Start of Task inputs

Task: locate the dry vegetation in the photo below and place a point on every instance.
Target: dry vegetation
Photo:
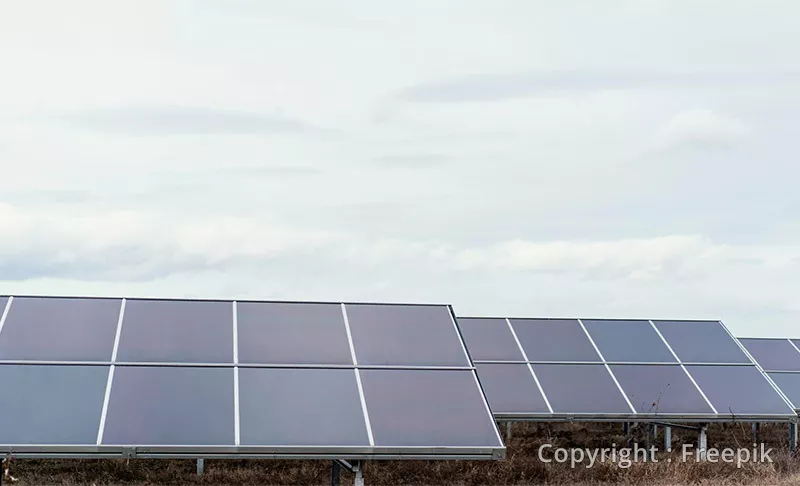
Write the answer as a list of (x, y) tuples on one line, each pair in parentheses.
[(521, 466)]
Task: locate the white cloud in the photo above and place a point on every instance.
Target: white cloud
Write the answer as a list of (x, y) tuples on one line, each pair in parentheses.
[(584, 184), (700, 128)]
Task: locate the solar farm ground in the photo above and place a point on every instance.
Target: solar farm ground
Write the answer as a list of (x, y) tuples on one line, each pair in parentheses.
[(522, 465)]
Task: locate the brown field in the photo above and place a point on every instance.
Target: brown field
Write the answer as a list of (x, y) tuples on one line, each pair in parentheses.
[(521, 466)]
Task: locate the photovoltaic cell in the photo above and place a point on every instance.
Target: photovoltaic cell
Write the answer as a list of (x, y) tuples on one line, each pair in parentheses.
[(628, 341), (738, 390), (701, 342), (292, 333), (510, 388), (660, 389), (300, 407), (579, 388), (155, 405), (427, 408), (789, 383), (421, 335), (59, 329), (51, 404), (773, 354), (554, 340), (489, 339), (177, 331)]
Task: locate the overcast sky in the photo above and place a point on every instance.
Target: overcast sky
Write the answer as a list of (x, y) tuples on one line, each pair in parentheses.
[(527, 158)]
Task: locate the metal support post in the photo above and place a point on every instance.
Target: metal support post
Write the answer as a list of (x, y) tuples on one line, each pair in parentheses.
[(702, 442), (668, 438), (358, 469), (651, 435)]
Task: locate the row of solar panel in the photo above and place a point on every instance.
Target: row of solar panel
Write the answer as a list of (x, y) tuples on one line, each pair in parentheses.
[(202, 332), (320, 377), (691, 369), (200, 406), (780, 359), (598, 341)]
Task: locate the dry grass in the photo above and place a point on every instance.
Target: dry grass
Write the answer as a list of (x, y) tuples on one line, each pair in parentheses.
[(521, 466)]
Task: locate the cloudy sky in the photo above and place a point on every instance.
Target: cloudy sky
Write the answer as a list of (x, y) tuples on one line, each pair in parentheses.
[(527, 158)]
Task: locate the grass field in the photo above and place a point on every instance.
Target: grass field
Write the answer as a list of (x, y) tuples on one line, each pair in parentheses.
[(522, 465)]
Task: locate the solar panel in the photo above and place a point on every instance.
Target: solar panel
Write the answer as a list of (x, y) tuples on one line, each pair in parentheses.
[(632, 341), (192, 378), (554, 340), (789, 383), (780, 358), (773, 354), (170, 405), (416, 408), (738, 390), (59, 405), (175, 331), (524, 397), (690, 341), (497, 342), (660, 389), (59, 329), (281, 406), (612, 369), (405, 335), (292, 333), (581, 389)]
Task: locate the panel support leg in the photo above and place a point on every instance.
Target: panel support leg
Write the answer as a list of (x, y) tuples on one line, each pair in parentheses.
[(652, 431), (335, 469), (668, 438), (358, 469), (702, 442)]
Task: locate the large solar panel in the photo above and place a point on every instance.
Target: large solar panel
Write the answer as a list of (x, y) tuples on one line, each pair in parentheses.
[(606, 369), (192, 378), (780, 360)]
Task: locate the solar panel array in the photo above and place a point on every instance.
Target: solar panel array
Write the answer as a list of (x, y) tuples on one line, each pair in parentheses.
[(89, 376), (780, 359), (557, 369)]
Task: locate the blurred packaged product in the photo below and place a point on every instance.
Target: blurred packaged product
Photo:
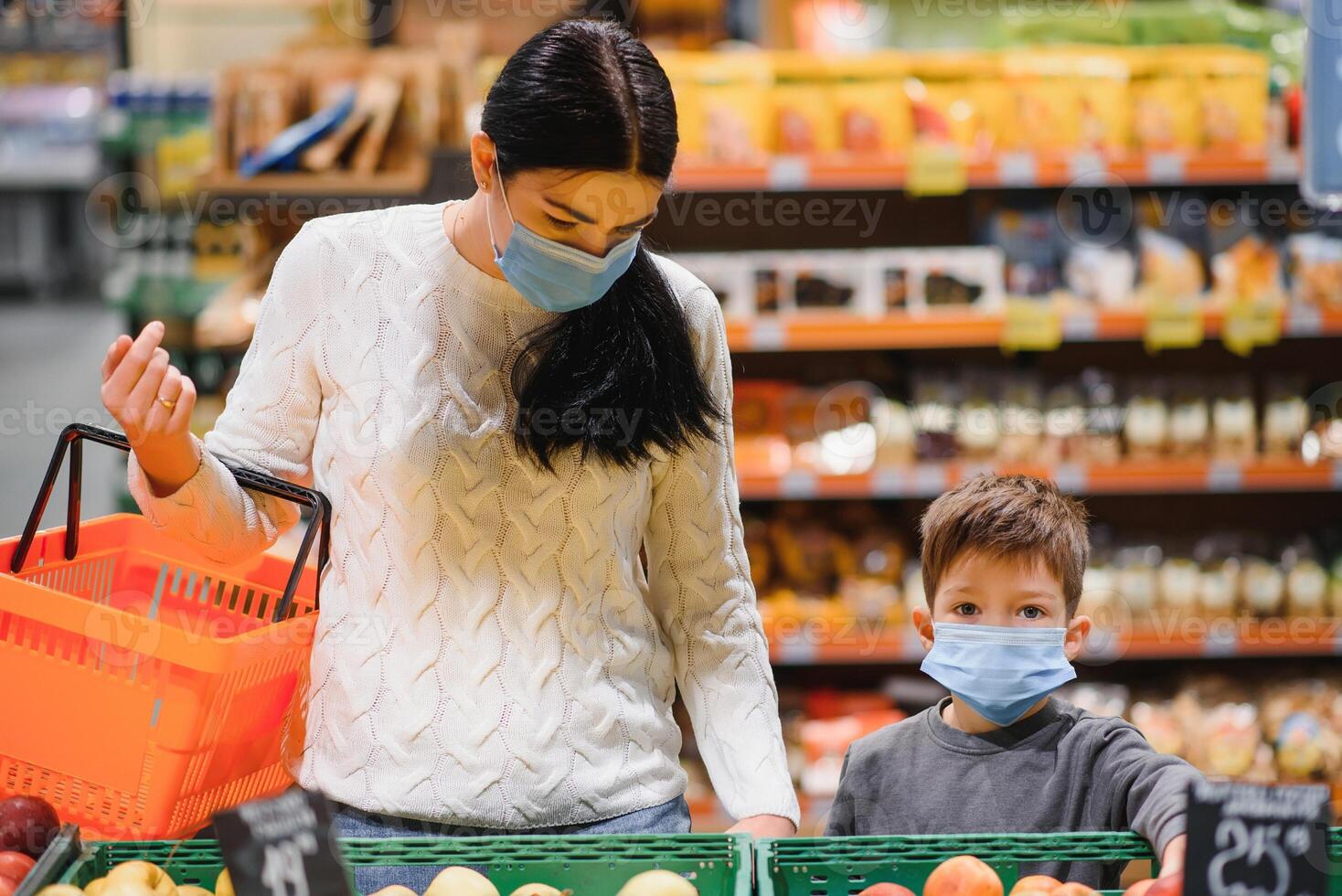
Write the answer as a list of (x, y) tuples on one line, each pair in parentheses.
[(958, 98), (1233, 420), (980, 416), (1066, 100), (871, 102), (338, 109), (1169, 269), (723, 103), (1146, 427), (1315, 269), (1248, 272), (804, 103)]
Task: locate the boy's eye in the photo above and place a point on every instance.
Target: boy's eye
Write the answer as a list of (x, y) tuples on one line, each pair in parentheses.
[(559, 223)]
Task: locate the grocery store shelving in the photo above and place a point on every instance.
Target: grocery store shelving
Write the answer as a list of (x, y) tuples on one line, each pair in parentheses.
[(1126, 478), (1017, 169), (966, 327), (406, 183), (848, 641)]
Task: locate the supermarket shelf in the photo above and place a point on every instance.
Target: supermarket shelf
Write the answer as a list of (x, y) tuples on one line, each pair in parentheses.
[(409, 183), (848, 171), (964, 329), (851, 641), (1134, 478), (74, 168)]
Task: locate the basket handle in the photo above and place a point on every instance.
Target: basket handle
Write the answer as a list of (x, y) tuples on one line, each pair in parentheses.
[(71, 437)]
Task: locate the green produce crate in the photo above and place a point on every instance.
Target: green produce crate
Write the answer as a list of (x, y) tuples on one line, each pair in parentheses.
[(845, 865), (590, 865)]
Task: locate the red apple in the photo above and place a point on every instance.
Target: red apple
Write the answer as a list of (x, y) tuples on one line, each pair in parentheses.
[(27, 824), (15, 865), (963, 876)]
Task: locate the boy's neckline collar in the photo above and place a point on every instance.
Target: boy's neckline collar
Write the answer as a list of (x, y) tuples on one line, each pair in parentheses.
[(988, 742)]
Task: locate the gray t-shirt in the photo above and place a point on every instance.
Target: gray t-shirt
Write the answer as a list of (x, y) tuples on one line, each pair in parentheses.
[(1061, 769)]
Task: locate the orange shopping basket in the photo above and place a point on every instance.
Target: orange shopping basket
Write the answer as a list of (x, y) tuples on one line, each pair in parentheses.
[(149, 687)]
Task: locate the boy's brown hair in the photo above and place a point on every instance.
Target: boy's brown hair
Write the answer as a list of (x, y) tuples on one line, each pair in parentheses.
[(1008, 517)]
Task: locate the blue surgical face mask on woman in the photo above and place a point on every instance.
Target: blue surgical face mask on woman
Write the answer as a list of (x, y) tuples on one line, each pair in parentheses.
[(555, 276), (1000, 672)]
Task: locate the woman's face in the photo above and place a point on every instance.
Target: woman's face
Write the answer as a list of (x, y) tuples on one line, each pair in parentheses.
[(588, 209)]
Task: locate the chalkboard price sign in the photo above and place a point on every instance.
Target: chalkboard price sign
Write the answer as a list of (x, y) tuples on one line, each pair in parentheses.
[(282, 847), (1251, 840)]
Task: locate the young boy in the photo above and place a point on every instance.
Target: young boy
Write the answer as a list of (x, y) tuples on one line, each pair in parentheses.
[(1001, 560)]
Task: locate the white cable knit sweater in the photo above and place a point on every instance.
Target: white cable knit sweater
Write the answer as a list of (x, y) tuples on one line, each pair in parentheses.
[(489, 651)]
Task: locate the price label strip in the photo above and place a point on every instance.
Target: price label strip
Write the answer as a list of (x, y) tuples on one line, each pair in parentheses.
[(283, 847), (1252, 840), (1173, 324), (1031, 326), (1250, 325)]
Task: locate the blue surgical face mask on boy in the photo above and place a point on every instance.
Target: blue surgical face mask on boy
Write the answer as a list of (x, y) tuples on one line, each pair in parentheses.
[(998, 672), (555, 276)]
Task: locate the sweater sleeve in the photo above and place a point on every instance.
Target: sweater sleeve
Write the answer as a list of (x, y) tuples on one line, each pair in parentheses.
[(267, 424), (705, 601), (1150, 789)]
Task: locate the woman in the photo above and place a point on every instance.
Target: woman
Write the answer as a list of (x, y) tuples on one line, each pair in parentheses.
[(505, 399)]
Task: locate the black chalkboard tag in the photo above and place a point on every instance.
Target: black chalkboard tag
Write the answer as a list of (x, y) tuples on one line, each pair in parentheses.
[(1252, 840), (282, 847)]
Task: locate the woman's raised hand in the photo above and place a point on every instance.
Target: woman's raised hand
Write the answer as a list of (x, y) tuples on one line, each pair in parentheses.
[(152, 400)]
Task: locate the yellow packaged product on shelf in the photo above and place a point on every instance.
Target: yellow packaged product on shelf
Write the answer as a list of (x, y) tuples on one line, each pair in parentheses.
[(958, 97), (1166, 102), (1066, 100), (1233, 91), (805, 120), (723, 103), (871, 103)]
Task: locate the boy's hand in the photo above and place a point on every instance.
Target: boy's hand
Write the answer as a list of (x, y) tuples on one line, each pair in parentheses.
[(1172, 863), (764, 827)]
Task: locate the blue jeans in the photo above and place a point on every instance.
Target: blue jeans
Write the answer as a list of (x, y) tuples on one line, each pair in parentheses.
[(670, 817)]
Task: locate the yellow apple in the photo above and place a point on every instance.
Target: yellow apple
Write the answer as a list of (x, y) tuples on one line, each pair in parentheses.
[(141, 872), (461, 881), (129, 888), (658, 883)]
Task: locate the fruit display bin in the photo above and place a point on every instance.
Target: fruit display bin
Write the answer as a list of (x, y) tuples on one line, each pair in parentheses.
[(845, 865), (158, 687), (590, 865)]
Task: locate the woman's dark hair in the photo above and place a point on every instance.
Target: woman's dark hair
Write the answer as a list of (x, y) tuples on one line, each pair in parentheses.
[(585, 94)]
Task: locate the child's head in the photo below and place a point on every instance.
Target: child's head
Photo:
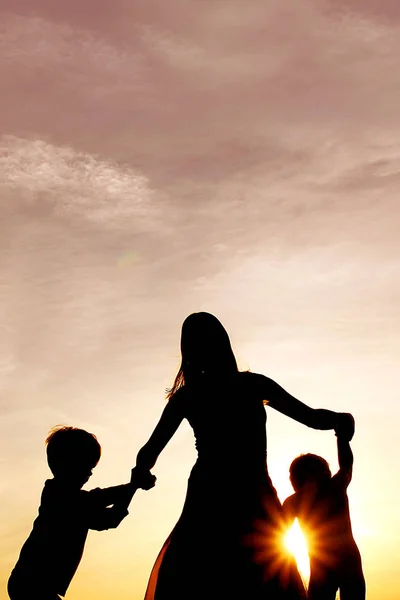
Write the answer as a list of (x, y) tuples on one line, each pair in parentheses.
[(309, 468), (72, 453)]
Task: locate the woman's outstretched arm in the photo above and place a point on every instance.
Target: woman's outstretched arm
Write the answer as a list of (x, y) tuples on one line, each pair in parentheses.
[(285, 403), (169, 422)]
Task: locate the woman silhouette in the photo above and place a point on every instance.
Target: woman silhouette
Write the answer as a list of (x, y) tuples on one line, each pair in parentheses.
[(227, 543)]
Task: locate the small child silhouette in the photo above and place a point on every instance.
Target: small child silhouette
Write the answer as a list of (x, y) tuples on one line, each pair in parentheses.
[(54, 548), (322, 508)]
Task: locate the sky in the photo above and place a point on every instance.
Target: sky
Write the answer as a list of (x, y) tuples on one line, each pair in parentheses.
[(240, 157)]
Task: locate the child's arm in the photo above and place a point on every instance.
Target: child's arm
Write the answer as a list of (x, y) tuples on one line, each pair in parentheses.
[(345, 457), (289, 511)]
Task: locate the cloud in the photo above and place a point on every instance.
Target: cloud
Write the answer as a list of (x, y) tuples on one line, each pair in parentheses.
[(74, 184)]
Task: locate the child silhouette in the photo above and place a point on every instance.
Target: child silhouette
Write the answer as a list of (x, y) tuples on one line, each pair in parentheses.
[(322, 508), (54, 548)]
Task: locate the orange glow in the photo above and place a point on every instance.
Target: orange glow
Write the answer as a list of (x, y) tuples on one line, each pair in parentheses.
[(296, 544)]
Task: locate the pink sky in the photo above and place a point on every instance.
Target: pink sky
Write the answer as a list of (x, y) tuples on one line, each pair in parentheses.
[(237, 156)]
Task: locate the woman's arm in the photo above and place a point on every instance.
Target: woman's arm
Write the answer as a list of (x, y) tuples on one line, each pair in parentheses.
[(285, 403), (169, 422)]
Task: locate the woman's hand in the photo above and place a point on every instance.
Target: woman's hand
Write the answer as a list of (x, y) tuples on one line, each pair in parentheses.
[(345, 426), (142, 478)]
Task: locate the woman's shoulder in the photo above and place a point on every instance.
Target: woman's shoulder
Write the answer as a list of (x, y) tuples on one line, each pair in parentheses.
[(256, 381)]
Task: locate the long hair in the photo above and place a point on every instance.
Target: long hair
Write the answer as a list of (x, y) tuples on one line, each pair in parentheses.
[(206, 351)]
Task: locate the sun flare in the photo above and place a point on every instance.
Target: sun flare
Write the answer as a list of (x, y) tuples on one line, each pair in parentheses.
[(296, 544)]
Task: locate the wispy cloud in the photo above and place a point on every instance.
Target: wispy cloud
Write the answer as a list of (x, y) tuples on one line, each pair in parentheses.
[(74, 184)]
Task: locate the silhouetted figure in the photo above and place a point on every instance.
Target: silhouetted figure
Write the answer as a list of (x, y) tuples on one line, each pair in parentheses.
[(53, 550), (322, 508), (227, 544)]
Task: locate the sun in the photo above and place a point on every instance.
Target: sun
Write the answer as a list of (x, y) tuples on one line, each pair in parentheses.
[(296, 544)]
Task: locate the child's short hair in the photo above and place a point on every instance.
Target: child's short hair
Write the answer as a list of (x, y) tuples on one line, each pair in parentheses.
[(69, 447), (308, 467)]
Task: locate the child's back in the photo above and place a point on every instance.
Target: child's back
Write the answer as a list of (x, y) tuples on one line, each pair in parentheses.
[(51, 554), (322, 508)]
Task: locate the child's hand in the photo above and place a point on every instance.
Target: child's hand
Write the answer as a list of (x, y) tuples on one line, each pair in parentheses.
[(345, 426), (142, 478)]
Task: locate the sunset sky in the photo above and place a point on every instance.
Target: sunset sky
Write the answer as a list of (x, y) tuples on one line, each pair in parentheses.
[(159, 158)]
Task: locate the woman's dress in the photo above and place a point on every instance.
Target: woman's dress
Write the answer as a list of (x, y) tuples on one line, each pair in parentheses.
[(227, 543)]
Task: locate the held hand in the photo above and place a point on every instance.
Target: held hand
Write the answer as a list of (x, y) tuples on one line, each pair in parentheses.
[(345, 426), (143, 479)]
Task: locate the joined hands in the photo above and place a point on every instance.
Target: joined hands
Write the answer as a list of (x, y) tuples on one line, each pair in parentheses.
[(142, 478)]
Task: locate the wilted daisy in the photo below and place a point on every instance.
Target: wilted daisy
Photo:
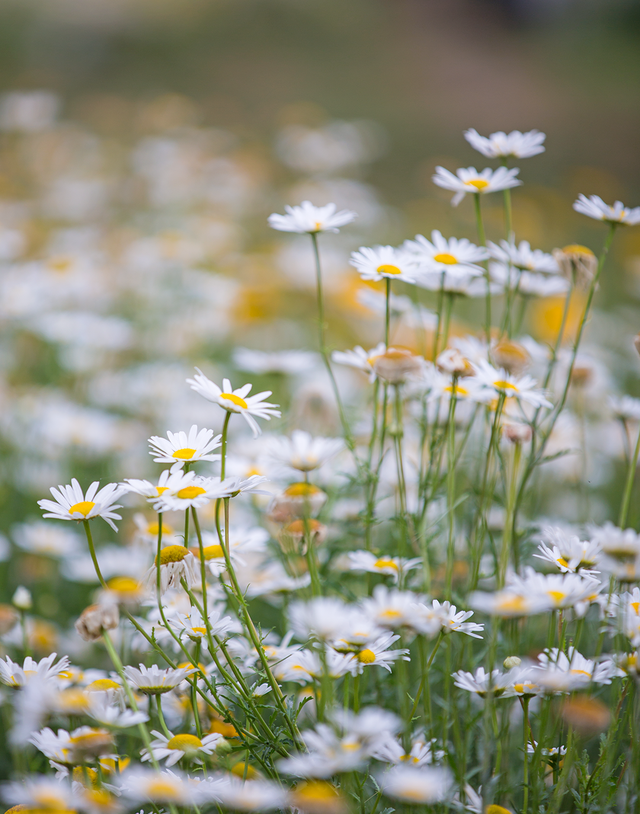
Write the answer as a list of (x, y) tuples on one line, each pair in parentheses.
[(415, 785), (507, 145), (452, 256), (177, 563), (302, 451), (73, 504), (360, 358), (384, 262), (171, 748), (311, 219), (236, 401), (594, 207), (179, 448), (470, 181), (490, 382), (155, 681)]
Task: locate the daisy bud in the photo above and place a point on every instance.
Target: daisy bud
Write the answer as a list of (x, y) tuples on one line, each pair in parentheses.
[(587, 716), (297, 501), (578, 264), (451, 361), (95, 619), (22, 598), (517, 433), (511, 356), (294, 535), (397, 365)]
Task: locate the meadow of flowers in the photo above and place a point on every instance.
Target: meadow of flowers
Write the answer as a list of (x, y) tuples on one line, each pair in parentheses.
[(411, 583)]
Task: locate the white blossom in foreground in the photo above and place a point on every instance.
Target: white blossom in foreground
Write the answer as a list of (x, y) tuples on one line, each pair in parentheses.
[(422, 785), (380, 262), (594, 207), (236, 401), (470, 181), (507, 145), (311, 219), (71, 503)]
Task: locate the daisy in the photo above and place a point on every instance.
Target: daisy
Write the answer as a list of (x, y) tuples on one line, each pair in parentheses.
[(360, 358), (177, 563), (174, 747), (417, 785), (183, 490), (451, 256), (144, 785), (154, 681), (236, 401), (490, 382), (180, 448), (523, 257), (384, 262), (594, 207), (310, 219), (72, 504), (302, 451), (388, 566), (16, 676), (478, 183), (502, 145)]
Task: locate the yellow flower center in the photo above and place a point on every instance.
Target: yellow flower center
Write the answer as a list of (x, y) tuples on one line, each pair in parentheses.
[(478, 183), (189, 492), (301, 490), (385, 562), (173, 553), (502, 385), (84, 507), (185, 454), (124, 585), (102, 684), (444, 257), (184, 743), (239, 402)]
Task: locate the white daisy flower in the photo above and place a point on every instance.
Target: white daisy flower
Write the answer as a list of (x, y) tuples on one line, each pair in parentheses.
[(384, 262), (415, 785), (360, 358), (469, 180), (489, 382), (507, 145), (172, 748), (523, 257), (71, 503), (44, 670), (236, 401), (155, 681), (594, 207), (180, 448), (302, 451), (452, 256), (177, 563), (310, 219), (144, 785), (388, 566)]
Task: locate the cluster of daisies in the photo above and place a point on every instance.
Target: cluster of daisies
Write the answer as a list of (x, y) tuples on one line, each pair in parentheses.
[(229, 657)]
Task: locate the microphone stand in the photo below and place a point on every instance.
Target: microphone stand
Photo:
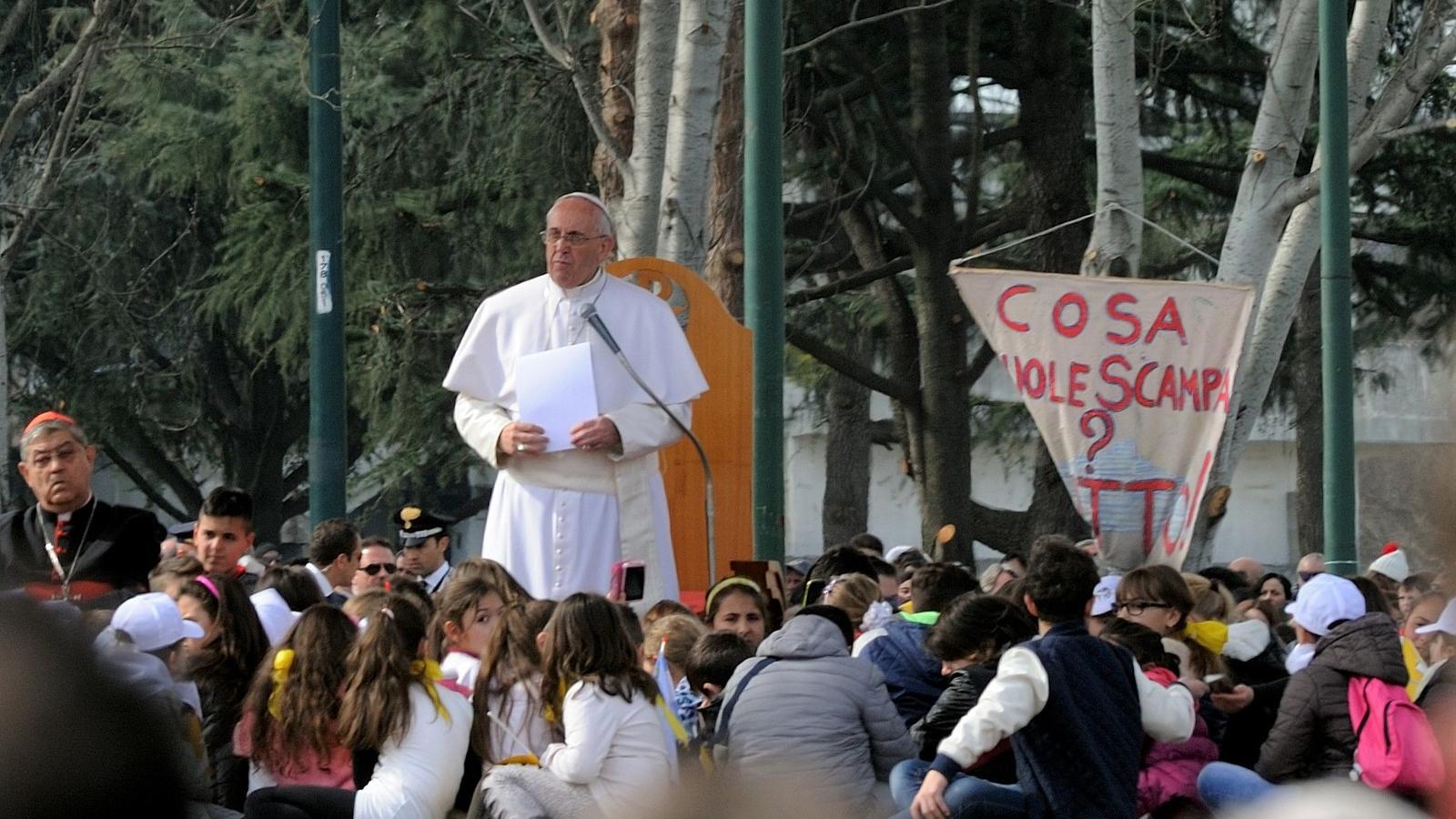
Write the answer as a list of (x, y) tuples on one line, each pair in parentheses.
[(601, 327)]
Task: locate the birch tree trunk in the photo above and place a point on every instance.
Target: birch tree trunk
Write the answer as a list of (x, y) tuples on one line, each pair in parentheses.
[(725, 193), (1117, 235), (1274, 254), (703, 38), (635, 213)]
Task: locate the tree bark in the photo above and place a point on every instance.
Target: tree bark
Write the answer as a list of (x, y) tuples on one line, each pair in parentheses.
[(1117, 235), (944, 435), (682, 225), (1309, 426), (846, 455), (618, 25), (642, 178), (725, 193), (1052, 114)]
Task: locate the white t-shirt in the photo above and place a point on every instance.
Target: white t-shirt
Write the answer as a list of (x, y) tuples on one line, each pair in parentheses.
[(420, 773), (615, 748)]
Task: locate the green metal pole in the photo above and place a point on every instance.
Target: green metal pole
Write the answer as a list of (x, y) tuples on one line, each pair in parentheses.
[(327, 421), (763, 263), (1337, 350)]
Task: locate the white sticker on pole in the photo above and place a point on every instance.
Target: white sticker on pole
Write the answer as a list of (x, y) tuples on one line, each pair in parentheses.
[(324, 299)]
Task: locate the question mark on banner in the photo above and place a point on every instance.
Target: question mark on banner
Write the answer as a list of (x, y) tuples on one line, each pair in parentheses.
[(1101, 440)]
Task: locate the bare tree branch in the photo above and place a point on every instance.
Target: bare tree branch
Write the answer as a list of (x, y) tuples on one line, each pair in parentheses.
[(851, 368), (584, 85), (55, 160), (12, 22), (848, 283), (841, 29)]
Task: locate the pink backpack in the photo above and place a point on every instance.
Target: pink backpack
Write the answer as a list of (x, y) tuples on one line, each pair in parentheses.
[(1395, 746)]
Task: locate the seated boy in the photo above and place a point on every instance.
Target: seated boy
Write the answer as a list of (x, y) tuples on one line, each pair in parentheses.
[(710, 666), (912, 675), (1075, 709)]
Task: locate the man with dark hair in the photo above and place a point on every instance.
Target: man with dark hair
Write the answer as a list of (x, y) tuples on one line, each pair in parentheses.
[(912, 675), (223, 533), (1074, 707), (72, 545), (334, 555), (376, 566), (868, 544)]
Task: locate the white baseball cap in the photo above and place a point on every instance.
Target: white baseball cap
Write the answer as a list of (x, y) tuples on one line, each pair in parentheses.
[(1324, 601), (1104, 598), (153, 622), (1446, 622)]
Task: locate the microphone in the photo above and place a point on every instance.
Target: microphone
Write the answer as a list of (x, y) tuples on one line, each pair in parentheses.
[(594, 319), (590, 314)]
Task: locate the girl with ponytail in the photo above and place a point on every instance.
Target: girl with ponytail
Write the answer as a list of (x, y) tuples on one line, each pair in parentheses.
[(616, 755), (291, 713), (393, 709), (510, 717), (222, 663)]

End of Task inputs

Your reply should consist solely of the lines above from the line containing "Task: locate the woman's dress" up to and including the line containing "Target: white blossom in foreground", reproduced exactly, minus the pictures.

Task: locate the woman's dress in the photo above and place a point on every instance.
Target: woman's dress
Write the answer as a list of (x, y) tuples on one line, each pair in parentheses.
[(227, 543)]
Task: locate the held hand in the photo above and place a point on every instance.
Target: held hand
Write the answer as a list of (x, y) tuples on one line, each pair in parentheses.
[(345, 426), (143, 479)]
Task: locate the joined hands in the photo above and place a point on every instance.
Target: joined hands
Write the answer as a list of (x, y) tuples on one line, each pair in parentheses.
[(142, 478)]
Task: locate the wilted daisy in the photo below and place a point on every instance.
Target: wilted daisy
Photo:
Write the answer as a list of (x, y) tuples on one line, each pair in parentheses.
[(415, 785), (507, 145), (452, 256), (177, 563), (302, 451), (73, 504), (360, 358), (384, 262), (171, 748), (311, 219), (236, 401), (594, 207), (179, 448), (470, 181), (490, 382), (155, 681)]
Task: locate the daisy bud in the photo above and place a point on every instance.
Target: daisy bud
Write the answer as a list of (x, y) tuples on one line, each pair in parentheses.
[(587, 716), (297, 501), (578, 264), (451, 361), (95, 619), (22, 598), (517, 433), (511, 356), (294, 535), (397, 365)]
Task: locate the meadow of flowers in the photo above and place a point on every instance.
Target: meadow of flowers
Write the answer as a list of (x, y) tuples on one line, each pair in parentheses.
[(411, 583)]
Task: locate the white blossom in foreground in the photo above and place a point on every instance.
Target: white blossom in foreground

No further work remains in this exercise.